>> start DATA TO USE

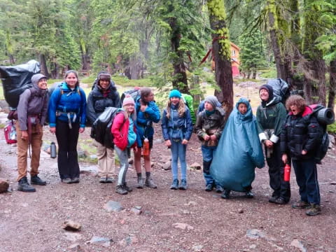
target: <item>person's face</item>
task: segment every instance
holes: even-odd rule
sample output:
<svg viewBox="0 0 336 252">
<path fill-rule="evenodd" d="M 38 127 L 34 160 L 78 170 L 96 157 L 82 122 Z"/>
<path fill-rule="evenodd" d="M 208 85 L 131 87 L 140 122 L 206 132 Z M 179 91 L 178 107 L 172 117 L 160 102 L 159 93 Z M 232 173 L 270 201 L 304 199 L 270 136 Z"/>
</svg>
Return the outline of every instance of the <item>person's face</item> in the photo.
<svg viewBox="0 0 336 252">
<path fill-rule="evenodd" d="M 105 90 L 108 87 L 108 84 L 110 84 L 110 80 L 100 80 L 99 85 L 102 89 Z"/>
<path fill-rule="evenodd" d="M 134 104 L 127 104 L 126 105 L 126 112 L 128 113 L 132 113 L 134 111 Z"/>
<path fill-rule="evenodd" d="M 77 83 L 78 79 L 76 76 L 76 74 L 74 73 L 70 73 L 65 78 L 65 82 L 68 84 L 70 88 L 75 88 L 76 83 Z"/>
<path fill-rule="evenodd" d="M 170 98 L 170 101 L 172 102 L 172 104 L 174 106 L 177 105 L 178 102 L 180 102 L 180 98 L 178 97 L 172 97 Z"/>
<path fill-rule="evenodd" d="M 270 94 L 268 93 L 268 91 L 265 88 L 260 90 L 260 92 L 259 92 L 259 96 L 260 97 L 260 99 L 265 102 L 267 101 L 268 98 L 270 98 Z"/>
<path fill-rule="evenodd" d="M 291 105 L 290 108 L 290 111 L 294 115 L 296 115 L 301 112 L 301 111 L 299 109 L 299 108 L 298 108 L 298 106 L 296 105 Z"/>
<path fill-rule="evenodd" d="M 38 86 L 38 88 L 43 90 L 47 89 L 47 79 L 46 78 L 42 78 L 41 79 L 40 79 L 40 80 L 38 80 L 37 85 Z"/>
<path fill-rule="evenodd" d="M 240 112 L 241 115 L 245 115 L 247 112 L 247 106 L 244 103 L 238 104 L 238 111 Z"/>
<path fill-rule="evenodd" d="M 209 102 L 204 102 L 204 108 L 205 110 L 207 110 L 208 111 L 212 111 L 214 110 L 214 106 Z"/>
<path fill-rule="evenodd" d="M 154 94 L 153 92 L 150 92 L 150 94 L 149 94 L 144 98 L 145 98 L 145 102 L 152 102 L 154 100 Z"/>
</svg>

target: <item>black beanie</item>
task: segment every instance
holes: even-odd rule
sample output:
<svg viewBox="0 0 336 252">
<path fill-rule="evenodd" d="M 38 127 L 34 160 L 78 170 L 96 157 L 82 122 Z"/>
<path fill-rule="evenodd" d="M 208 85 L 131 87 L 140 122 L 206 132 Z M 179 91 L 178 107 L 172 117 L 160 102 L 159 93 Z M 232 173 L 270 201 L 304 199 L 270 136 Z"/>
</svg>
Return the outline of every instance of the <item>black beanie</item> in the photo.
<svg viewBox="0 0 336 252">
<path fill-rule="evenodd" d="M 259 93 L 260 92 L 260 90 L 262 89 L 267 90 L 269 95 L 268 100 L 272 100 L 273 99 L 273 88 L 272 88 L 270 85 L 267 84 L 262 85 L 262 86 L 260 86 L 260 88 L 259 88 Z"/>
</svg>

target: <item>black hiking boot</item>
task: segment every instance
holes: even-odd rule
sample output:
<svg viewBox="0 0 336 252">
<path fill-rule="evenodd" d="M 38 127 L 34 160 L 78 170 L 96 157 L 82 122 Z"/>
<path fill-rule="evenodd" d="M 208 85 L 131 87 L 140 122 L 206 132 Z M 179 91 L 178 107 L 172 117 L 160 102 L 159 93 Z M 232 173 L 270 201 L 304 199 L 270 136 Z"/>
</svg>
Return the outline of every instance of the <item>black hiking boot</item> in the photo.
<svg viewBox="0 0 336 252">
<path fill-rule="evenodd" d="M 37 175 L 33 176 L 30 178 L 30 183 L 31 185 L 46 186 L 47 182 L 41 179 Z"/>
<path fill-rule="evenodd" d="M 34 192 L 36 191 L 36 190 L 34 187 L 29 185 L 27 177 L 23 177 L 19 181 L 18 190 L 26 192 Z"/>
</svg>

>> end DATA TO USE

### AIM OF THE TASK
Render the lines above, from the first one through the line containing "270 94 L 268", as a Markdown table with the columns Number and Line, skipping blank lines and leaving out the pictures.

### RESULT
| Number | Line |
|---|---|
| 1 | target: <item>person's face</item> |
| 2 | task: segment every instance |
| 3 | holes: even-odd rule |
| 4 | sample output: |
| 5 | <svg viewBox="0 0 336 252"> |
| 6 | <path fill-rule="evenodd" d="M 38 127 L 34 160 L 78 170 L 96 157 L 82 122 Z"/> |
| 7 | <path fill-rule="evenodd" d="M 208 85 L 131 87 L 140 122 L 206 132 Z M 179 91 L 178 107 L 172 117 L 160 102 L 159 93 Z M 232 173 L 270 201 L 304 199 L 270 136 Z"/> |
| 8 | </svg> |
| 9 | Return the outline of every instance of the <item>person's face</item> in the photo. |
| 10 | <svg viewBox="0 0 336 252"> |
| 11 | <path fill-rule="evenodd" d="M 105 90 L 108 87 L 108 84 L 110 84 L 110 80 L 100 80 L 99 85 L 102 89 Z"/> |
| 12 | <path fill-rule="evenodd" d="M 134 104 L 127 104 L 126 105 L 126 112 L 128 113 L 132 113 L 134 111 Z"/> |
| 13 | <path fill-rule="evenodd" d="M 77 83 L 78 79 L 76 76 L 76 74 L 74 73 L 70 73 L 65 78 L 65 82 L 68 84 L 70 88 L 75 88 L 76 83 Z"/> |
| 14 | <path fill-rule="evenodd" d="M 170 98 L 170 101 L 172 102 L 172 104 L 174 106 L 177 105 L 178 102 L 180 102 L 180 98 L 178 97 L 172 97 Z"/> |
| 15 | <path fill-rule="evenodd" d="M 270 94 L 268 93 L 268 91 L 265 88 L 260 90 L 260 92 L 259 92 L 259 96 L 260 97 L 260 99 L 265 102 L 267 101 L 268 98 L 270 98 Z"/> |